What you are asked to do. If a line in the records below holds the word "roof", copy it.

(Data records)

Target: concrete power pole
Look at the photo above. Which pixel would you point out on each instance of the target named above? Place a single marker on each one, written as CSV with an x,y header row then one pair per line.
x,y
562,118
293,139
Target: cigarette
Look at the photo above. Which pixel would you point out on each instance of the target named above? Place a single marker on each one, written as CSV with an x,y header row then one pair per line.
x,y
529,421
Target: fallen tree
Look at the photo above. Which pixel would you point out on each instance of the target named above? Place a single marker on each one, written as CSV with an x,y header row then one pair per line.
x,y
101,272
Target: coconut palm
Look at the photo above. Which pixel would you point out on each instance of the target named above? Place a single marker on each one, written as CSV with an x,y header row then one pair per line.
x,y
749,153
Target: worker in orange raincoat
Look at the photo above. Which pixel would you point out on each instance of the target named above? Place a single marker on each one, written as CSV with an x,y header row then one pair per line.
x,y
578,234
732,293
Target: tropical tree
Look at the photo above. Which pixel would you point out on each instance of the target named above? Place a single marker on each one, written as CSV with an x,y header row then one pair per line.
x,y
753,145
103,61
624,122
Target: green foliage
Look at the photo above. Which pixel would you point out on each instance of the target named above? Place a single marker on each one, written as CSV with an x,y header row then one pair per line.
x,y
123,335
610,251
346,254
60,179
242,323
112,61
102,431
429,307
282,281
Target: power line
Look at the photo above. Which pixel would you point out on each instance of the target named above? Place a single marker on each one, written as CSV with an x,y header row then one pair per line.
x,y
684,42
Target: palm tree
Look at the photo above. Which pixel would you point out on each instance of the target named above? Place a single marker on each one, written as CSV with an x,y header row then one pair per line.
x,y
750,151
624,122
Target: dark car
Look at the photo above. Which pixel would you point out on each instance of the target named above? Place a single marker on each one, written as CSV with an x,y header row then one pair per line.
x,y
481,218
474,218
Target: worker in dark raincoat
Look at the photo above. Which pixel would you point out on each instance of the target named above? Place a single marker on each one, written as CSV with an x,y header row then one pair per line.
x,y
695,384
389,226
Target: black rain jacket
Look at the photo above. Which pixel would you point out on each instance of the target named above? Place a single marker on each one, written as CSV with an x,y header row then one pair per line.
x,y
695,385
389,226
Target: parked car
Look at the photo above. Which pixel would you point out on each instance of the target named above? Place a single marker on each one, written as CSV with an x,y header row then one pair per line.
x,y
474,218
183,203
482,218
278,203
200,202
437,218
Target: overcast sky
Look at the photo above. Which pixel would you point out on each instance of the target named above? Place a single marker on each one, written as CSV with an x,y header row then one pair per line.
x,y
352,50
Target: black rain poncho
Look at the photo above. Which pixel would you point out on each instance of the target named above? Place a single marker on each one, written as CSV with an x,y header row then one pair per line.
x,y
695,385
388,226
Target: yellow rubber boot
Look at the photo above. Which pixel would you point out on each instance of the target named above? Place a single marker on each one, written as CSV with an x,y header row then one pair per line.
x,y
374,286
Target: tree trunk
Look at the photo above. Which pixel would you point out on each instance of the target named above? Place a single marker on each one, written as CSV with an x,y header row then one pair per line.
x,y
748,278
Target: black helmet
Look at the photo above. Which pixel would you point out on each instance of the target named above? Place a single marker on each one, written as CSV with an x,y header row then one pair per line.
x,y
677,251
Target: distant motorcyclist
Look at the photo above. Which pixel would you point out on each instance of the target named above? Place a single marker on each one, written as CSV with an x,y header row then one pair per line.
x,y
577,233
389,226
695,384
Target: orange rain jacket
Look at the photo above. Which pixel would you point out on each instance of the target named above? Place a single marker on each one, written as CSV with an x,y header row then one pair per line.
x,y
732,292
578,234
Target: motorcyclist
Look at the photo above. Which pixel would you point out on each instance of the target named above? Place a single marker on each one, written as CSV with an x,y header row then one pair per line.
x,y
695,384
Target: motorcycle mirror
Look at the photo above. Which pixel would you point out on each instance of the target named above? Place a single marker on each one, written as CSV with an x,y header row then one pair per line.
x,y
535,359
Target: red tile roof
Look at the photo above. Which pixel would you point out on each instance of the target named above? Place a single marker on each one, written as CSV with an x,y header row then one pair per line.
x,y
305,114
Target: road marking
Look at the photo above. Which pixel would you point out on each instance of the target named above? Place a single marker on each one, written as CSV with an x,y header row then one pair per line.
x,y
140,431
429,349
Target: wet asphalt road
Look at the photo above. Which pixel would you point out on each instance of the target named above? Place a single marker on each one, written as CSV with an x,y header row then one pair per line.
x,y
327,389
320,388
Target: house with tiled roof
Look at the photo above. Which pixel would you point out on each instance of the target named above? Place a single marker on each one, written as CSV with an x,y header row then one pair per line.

Written answer.
Target: red tile roof
Target: house with tiled roof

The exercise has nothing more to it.